- Given exercise 1 -
Summarize the history of the airport firm in two sentences.
- Given exercise 2 -
In the history of the airport firm, what year did Riedl form Heywood Gull Lake Airport Corporation?
- Given exercise 3 -
Rewrite the history of the airport firm from "Chartering—the modern term" to "and Light Company.", using "banker" in place of "lumberman".

- Given text -
>> Begin

The firm, one of the oldest residents at the
airport, is actually the end product of four
companies, the first of which began at the end
of World War II.
John Riedl Sr., the man who began it all, said
the business began with State’s Flying Service,
Inc., in Minneapolis in 1936—a company endowed
with one airplane and a novel idea.
“When we were still State’s Flying Service we
had a sign that said ‘Bar Harbor Tonight,’ a
neon sign mounted under the wings on an old
monoplane,” Riedl said. “I flew that every
night.”
During the day, the sign was detached, and the
plane was used for other student instruction and
“air rides,” Riedl said.
“We barnstormed,” he recalled of those early
days. “If we couldn’t pick up enough business,
somebody would fly the plane to some farmer’s
field and we’d give people rides,” he said.
Chartering—the modern term is “air taxi”—was
also done, but only informally, he said. “If
somebody wanted to go someplace, we’d fly ‘em,”
he said.
Riedl next formed Heywood Gull Lake Airport
Corporation in 1946 at the private field in
Nisswa. “I had three partners, two Northwest
Airline captains and a lumberman from
Minneapolis, who had purchased it while I was in
the service, and I was in on it,” Riedl said.
That firm, Riedl said, held the original
contract for pipeline patrol with Minnesota
Power and Light Company.
When he moved to Brainerd in 1954 and became
airport manager here, Riedl formed Crow Wing
Aviation and also operated Mid-State Air Taxi,
both out of the Brainerd airport.
The three companies, he said, eventually became
Airmotive Enterprises in 1960—a firm which is
now owned and operated by Riedl’s son, Assistant
Airport Manager John Riedel Jr., who purchased
it from his father in 1981.

>> End

- Supplied data -
>> Begin

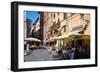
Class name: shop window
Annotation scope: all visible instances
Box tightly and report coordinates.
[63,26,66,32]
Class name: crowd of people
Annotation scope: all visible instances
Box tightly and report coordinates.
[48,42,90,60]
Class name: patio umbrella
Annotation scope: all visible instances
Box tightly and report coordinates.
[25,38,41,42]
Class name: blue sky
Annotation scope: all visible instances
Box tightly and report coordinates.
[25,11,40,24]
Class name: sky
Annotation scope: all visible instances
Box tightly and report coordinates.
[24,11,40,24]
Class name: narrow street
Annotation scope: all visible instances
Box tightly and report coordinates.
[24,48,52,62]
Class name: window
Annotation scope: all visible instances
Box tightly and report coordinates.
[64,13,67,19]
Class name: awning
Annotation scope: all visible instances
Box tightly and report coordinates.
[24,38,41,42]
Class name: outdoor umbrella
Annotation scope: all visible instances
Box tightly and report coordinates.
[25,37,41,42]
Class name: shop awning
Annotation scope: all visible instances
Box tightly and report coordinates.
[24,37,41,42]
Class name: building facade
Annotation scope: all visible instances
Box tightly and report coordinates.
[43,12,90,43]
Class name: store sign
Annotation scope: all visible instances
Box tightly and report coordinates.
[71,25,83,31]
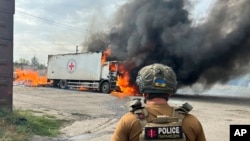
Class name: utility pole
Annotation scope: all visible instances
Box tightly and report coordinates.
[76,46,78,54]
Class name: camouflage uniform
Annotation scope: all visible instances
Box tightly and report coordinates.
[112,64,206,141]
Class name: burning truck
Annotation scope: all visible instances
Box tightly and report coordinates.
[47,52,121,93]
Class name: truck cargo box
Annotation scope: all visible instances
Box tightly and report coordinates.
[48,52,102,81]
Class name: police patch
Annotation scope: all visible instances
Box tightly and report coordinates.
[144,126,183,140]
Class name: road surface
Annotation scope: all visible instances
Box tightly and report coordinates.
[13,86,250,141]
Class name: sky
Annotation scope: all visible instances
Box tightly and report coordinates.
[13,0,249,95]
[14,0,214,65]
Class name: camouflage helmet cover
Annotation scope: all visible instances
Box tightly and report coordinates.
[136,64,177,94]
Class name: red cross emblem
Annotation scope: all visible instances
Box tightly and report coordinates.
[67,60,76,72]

>> End

- Output 1 -
The firm grew out of four companies started by John Riedl Sr., beginning with State's Flying Service, Inc., in Minneapolis in 1936, which had one airplane that flew a neon sign at night and gave instruction and rides by day. Riedl went on to form Heywood Gull Lake Airport Corporation in 1946 and then Crow Wing Aviation and Mid-State Air Taxi after moving to Brainerd in 1954, and the three companies became Airmotive Enterprises in 1960, which his son purchased from him in 1981.

- Output 2 -
1946

- Output 3 -
Chartering—the modern term is “air taxi”—was
also done, but only informally, he said. “If
somebody wanted to go someplace, we’d fly ‘em,”
he said.
Riedl next formed Heywood Gull Lake Airport
Corporation in 1946 at the private field in
Nisswa. “I had three partners, two Northwest
Airline captains and a banker from
Minneapolis, who had purchased it while I was in
the service, and I was in on it,” Riedl said.
That firm, Riedl said, held the original
contract for pipeline patrol with Minnesota
Power and Light Company.